- **Task objective**: Reproduce every line of the items below word for word, leaving out the pictures.

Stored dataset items
####################
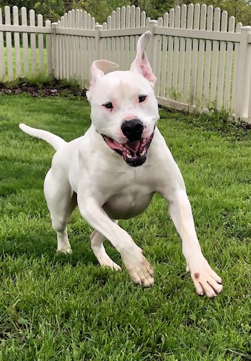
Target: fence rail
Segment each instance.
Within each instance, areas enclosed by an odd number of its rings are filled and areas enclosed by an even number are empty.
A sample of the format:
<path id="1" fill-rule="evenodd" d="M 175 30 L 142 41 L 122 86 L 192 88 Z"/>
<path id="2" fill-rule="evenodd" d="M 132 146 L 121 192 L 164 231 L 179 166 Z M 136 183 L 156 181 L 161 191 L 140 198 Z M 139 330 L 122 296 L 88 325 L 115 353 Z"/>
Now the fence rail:
<path id="1" fill-rule="evenodd" d="M 0 79 L 39 72 L 88 87 L 95 59 L 129 69 L 146 30 L 153 34 L 146 52 L 160 104 L 185 110 L 223 108 L 251 121 L 251 27 L 235 24 L 234 17 L 212 6 L 177 6 L 158 20 L 133 6 L 118 8 L 102 25 L 81 10 L 52 24 L 34 10 L 28 19 L 25 8 L 6 6 L 4 17 L 0 9 Z"/>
####################
- **Output of the task**:
Target: fence rail
Segment each instance.
Within each instance, areas enclosed by an odd number of its rings are filled and areas enclosed by an even number are empty.
A sample of the format:
<path id="1" fill-rule="evenodd" d="M 175 30 L 142 41 L 122 86 L 192 88 Z"/>
<path id="2" fill-rule="evenodd" d="M 132 146 L 121 192 L 164 231 L 179 166 Z M 136 183 L 156 181 L 161 191 L 140 198 Z M 139 330 L 122 296 L 88 325 L 115 353 Z"/>
Now the fence rail:
<path id="1" fill-rule="evenodd" d="M 0 79 L 39 72 L 88 87 L 95 59 L 129 69 L 146 30 L 153 34 L 146 52 L 160 104 L 185 110 L 223 108 L 251 121 L 251 27 L 235 24 L 234 17 L 212 6 L 177 6 L 158 20 L 133 6 L 118 8 L 102 25 L 81 10 L 52 24 L 34 10 L 28 19 L 25 8 L 6 6 L 4 17 L 0 9 Z"/>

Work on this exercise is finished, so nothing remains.